§ REQUIRED ACTIONS
A - List every film title named in the review of The Santa Clause 3.
B - Resume the review of The Santa Clause 3, starting after its last sentence.

SOURCE PASSAGE section start

THE SANTA CLAUSE 3: Escape Clause (2006) has Santa (Tim Allen) coping with his wife’s imminent pregnancy, bringing his inlaws to the North Pole and Jack Frost’s (Martin Short) desire to replace him—which is what leads to the time-travel angle, Frost contriving to rewind time to the moment Allen became Santa, then replace him. This has the It’s a Wonderful Life effect of making everyone’s life more miserable, even Allen’s first wife’s second husband, Judge Reinhold, so Allen sets out to fix things. Extremely forgettable, but it would double bill well with the later Rise of the Guardians or the earlier Like Father, Like Santa (another where an ice-themed villain tries replacing the guy in the suit). “They’re not little Canadians—they’re elves!”

SOURCE PASSAGE section end
SUPPLIED ENTRIES section start

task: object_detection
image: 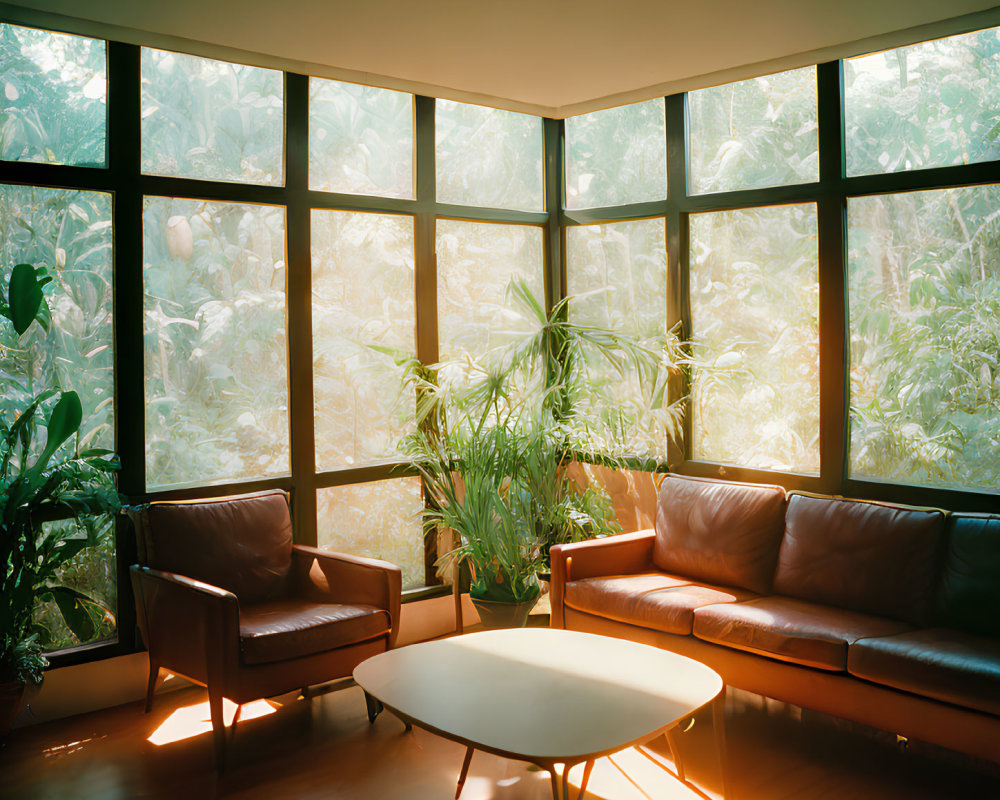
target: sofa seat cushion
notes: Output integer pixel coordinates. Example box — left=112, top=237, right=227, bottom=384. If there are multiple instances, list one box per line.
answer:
left=847, top=628, right=1000, bottom=716
left=694, top=596, right=913, bottom=671
left=565, top=573, right=756, bottom=635
left=240, top=598, right=391, bottom=664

SUPPLIED ENTRIES section end

§ YOUR WRITTEN ANSWERS
A -
The Santa Clause 3: Escape Clause
It's a Wonderful Life
Rise of the Guardians
Like Father, Like Santa

B -
FOR ALL TIME (2000) is nominally inspired by The Twilight Zone episode “A Stop at Willoughby,” in which a stressed out businessman gets the chance to stop at an idyllic old-fashioned town. What happens next is so different that the film feels like it owes more to Jack Finney’s nostalgia-drenched time-travel stories. Mark Harmon is the stressed-out ad man who discovers his antique pocket watch lets him step off his commuter train into 1896, where he fall sin love with not only peaceful small-town life but newspaper editor Mary McDonnell (as my friend Ross has observed, “female newspaper editor” seems to replace “schoolteacher” as the job of choice for 19th century female leads). Blithely ignores the ugly side of the past (lynching, sexism, etc.) and the ending is odd: After Harmon goes back to the past to stay, we see this leads to an alternate present in which his career-oriented, not-having-kids wife is married to Harmon’s best friend (though they don’t remember him) and has a son (would having her stay child-free not have been happy enough?) “The only things that have to show are the grim reaper—and the taxman.”

Now the not-going-in-the-book ones: DINOSAUR ISLAND (1994) presents its fur bikini-wearing blonde jungle women and dinosaurs as a stock Lost World rather than a time-rift, but I couldn’t be sure until I watched it This Fred Olin Ray schlock production was such crap (and with such gratuitous toplessness) that I fast forwarded through most of it. “Page 32! Page 32!”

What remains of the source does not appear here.